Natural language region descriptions
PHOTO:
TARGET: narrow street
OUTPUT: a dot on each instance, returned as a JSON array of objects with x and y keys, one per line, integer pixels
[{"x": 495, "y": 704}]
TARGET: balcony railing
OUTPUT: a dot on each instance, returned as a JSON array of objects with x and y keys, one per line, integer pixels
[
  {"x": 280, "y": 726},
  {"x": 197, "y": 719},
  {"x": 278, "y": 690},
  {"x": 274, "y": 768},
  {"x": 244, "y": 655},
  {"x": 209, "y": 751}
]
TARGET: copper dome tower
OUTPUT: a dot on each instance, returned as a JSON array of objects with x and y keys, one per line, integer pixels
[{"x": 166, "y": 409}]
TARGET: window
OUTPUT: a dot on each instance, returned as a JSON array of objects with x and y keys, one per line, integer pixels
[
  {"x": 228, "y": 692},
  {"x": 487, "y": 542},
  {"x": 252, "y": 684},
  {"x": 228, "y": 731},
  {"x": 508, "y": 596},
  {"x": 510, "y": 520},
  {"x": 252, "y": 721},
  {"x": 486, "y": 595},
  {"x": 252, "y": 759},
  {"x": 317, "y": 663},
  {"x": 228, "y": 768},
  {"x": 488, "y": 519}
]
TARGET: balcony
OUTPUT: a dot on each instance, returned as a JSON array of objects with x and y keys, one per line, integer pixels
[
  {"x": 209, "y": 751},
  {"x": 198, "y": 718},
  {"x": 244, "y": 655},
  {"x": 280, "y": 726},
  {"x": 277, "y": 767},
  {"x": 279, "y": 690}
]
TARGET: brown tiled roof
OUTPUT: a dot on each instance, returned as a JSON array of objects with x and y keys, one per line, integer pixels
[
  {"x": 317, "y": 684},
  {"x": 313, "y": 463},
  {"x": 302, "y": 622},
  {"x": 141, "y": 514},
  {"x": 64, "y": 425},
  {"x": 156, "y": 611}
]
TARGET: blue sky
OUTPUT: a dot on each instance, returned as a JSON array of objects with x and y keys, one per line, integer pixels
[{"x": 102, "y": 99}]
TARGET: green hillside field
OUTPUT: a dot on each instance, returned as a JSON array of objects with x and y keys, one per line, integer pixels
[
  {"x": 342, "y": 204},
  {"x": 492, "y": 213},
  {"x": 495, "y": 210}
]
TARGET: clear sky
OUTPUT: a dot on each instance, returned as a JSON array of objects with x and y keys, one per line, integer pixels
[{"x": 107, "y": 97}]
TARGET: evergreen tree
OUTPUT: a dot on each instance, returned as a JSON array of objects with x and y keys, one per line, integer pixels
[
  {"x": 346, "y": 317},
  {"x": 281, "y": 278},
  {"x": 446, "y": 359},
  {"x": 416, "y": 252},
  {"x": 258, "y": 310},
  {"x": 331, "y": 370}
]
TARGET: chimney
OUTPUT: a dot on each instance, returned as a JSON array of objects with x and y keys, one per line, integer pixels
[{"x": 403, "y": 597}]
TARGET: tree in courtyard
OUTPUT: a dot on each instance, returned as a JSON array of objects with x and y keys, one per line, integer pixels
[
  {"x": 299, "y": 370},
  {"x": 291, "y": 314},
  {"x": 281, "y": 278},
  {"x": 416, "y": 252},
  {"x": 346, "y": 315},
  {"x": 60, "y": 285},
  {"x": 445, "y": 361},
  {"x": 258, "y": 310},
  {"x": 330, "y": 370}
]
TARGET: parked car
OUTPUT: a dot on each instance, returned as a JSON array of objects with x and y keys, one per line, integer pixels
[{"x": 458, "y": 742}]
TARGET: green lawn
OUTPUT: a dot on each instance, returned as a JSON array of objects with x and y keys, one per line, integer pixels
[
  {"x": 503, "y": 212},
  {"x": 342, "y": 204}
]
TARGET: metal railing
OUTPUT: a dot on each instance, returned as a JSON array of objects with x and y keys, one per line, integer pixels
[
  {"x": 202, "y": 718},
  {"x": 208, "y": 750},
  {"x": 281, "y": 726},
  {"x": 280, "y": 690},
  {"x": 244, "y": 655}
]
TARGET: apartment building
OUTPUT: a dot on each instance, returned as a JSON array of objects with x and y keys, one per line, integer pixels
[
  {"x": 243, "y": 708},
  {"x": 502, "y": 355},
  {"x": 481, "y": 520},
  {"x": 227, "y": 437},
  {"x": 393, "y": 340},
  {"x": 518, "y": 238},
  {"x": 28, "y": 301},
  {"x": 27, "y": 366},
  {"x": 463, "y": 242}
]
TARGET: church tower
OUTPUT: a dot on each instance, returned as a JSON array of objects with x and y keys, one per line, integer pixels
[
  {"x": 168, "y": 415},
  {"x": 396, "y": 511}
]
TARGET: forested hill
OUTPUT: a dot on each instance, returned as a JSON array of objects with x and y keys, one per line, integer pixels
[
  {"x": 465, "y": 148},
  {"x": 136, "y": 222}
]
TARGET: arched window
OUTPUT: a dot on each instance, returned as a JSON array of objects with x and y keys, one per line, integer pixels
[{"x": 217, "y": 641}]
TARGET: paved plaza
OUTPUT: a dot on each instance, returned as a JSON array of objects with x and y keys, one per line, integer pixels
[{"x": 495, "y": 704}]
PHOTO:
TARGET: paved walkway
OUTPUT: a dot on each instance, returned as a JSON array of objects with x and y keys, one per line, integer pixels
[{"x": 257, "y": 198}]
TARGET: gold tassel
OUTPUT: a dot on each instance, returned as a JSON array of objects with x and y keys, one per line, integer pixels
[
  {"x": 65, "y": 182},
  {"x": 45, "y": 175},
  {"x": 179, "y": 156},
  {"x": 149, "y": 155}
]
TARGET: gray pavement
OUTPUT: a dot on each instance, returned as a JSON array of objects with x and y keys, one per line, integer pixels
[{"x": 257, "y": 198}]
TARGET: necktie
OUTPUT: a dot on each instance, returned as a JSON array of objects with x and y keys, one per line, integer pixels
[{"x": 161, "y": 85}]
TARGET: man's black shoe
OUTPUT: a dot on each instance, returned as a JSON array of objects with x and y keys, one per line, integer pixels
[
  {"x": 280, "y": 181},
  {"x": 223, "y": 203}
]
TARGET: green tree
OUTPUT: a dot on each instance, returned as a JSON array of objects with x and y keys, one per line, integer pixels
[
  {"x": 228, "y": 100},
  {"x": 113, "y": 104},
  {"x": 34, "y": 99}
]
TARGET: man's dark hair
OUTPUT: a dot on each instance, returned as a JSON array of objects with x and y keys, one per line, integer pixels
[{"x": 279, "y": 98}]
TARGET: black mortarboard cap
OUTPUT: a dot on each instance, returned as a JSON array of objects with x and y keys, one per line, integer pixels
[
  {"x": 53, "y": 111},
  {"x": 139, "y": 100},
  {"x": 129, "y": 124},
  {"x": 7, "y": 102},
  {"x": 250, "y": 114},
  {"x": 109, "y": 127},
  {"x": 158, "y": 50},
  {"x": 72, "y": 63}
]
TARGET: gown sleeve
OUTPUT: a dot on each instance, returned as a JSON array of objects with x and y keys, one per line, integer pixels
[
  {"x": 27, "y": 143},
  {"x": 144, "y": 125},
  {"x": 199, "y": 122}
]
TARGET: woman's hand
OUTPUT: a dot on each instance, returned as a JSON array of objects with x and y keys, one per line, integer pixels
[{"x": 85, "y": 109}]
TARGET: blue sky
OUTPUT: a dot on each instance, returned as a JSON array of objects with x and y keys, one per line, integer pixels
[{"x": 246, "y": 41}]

- **REQUIRED WORK**: Spot every line in the entries that includes the word "tower", and copy each one out.

- **EXERCISE ANSWER**:
TARGET: copper dome tower
TARGET: church tower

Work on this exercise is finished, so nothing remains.